→ **Exercise data**
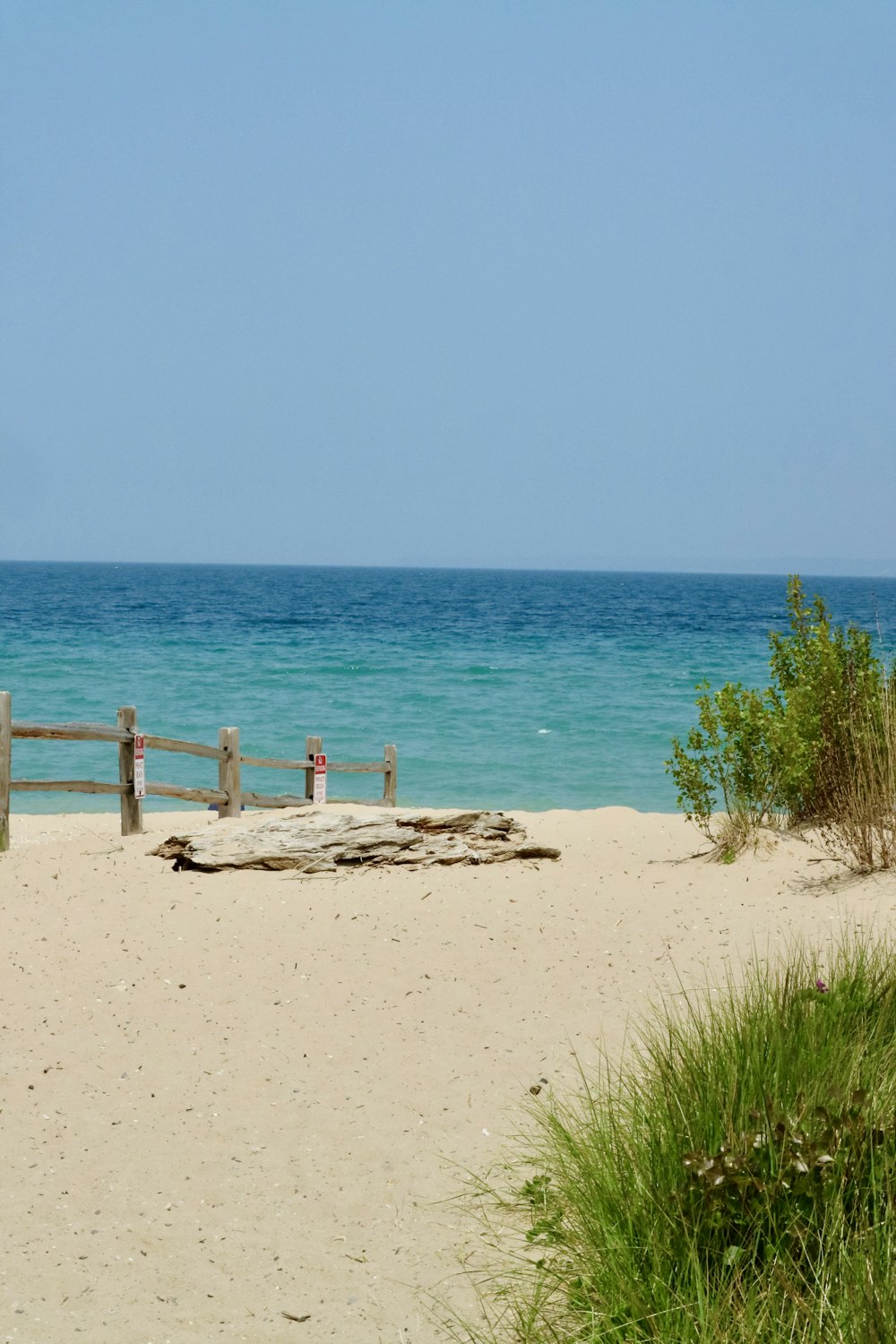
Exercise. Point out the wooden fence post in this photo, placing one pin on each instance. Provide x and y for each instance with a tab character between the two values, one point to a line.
132	809
314	746
228	773
5	766
390	774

→ **Exercise task**
Copy these lines word for word, leaving out the picture.

→ **Exercise solution**
Exercise. Point out the wooden fence post in this photo, placing one pin on each instance. Provide x and y for each instance with a tab character between the two values, one point to a line.
132	809
314	746
228	773
5	766
390	774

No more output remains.